◆ Work request:
Give the records again in full, exactly as they appear.

────

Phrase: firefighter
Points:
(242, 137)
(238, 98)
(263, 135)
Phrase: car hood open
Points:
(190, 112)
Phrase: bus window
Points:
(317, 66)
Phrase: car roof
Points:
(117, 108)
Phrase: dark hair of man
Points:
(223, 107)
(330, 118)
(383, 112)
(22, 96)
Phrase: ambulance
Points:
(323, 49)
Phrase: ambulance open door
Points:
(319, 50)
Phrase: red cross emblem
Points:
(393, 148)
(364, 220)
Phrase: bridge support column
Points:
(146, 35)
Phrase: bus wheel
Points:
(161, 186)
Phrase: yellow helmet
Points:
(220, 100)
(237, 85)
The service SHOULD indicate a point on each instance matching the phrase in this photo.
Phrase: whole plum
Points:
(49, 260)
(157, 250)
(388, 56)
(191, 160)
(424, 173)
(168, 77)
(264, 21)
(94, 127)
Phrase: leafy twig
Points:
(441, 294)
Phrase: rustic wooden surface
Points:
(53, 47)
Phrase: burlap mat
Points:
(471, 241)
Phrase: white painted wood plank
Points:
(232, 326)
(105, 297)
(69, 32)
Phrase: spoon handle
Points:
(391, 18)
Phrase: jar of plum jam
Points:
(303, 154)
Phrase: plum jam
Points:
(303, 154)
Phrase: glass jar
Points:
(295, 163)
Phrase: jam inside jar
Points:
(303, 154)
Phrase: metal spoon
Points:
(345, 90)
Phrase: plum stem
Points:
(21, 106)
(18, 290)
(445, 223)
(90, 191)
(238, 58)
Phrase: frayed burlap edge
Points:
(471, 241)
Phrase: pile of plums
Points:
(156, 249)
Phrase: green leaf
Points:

────

◆ Response:
Phrase: firefighter
Points:
(242, 137)
(238, 98)
(263, 135)
Phrase: car hood open
Points:
(190, 112)
Phrase: bus window
Points:
(317, 66)
Phrase: car roof
Points:
(117, 108)
Phrase: dark hair of man
Points:
(223, 107)
(330, 118)
(383, 112)
(22, 96)
Phrase: ambulance
Points:
(323, 49)
Phrase: ambulance open door
Points:
(319, 50)
Phrase: red cross emblem
Points:
(393, 148)
(364, 220)
Phrase: bridge support column
Points:
(146, 35)
Phrase: bus wheel
Points:
(161, 186)
Phrase: yellow helmet
Points:
(220, 100)
(237, 85)
The service SHOULD indicate a point on each instance matching the phrase in this photo.
Phrase: whole plum
Points:
(49, 260)
(157, 250)
(388, 56)
(191, 160)
(424, 173)
(168, 77)
(264, 21)
(94, 127)
Phrase: leafy twig
Points:
(441, 294)
Phrase: rustic wooden surface
Points:
(53, 47)
Phrase: burlap mat
Points:
(471, 241)
Phrase: white painted wood plank
Points:
(232, 326)
(105, 297)
(69, 32)
Phrase: spoon handle
Points:
(391, 18)
Phrase: jar of plum jam
Points:
(303, 154)
Phrase: plum jam
Points:
(303, 154)
Phrase: glass jar
Points:
(295, 163)
Phrase: jam inside jar
Points:
(303, 154)
Phrase: metal spoon
Points:
(345, 90)
Phrase: plum stem
Points:
(21, 106)
(18, 290)
(445, 223)
(90, 191)
(238, 58)
Phrase: frayed burlap edge
Points:
(471, 241)
Phrase: pile of plums
Points:
(156, 249)
Phrase: green leaf
Points:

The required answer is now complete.